REQUIREMENT
Keep every line of the data below that has the string "Could" and present those lines.

::: PROVIDED DATA :::

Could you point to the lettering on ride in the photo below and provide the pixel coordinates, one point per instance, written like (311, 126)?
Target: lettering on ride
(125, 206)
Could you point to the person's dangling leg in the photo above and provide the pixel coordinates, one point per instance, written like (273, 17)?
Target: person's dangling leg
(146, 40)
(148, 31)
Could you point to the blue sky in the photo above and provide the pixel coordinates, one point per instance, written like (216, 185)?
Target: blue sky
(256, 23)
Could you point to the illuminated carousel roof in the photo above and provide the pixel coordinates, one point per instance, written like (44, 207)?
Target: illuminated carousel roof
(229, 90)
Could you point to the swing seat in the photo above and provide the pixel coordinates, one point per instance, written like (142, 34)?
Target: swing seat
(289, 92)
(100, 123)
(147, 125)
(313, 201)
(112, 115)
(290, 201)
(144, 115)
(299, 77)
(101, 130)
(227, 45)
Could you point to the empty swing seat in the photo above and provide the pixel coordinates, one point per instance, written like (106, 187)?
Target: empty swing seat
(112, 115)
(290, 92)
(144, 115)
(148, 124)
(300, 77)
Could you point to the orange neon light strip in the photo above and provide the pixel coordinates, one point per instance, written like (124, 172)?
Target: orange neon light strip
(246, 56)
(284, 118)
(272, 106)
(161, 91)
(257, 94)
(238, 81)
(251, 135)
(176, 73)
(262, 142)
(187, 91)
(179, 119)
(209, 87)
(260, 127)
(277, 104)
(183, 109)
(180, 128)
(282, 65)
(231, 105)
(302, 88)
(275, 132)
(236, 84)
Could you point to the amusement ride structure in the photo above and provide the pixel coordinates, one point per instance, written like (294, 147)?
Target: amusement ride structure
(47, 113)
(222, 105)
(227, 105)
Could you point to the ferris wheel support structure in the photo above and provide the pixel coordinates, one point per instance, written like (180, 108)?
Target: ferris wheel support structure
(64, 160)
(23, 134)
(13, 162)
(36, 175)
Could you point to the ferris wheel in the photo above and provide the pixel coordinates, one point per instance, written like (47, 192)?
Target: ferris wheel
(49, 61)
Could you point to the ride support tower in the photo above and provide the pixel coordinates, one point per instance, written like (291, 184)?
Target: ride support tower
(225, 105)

:::

OUTPUT FOR THIS EXERCISE
Could you point to the lettering on ride in the photo below and provide the pixel coordinates, one point per instance, written like (311, 126)?
Could you point to the person's dangling leg in the photo above and provide the pixel coordinates, one point per instance, written like (273, 17)?
Could you point to the blue sky in the photo above and provide the pixel coordinates, one point per instance, written like (216, 185)?
Could you point to the illuminated carousel roof in the photo above and provide the pixel coordinates, one point per instance, written like (44, 207)?
Could you point to the swing seat in the photo above and provide the pixel coordinates, one point per instance, written like (142, 34)?
Could you point to the empty swing seat in the photo above and provide the pixel coordinates, one point per instance, written like (106, 187)?
Could you point to the orange neon light strip in the photo above and provide the pixel coordinates, one point per instance, written like (124, 172)?
Could you point to the amusement ride structure in the photo above and provide the pixel coordinates, one point per instance, written like (294, 147)?
Could you point to the ferris wheel support structure in the photo above and provide the pixel coordinates, one point per instance, written like (180, 108)?
Could you point to the ferris wheel in the photo above and provide the pixel coordinates, one point per instance, written like (47, 192)?
Could you point to the ride support tower in the photo above and provide the pixel coordinates, one point per instance, written like (291, 184)?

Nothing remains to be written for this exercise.